- Problem to work on -
Copy the court hearing passage from "On that day, the" up to and including "his prepared statement.", replacing "magistrate" with "judge" throughout.

- Source passage -
===

I have previously written that their father (my grandfather Alex) departed London for South Australia, never to return, based on his trench warfare experiences. Mind you, the strength of my views probably came even more from my mother; with two brothers and young husband away, she suffered at home.

Several supporters had warned against appearing without a lawyer, especially in front of a magistrate who by then had a string of knock-backs to his name. But I was only 20.

On that day, the magistrate entered, summarised my case, stopped, and, without mentioning anything asserted by the newbie barrister challenging me, found my case justified, and left the courtroom. I remain convinced he changed his mind half way through his prepared statement.

I was not going to gaol for refusing to train to kill. I was not, like so many peers, to


participate directly in death and destruction. Instead, my father took us out to dinner at the Fiddlers Three in Cremorne, where I was allowed to order anything I wanted – duck à l’orange and chocolate mousse.

On this anniversary, with my usual dinner companions at the Hannah Gadsby show (confronting in a different way), what was I to do? Celebrate alone at home with a bottle of red?

===

- Dataset excerpt -
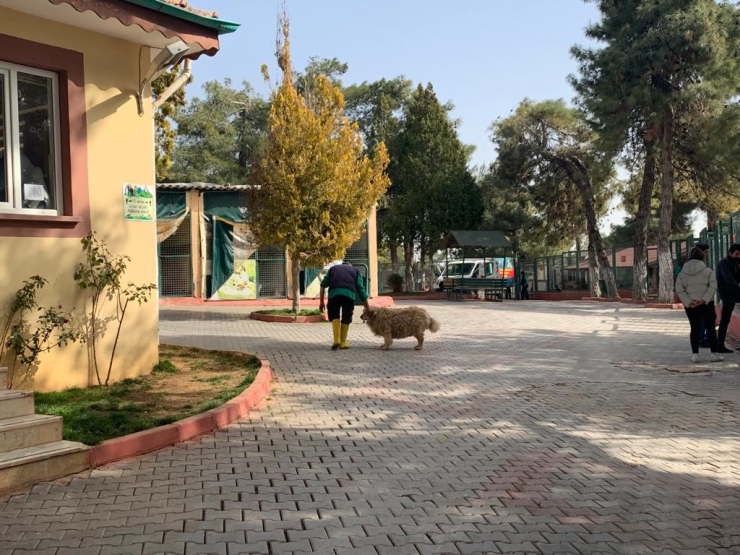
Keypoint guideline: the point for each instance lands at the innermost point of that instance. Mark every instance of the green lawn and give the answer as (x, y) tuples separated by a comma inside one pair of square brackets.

===

- Task answer -
On that day, the judge entered, summarised my case, stopped, and, without mentioning anything asserted by the newbie barrister challenging me, found my case justified, and left the courtroom. I remain convinced he changed his mind half way through his prepared statement.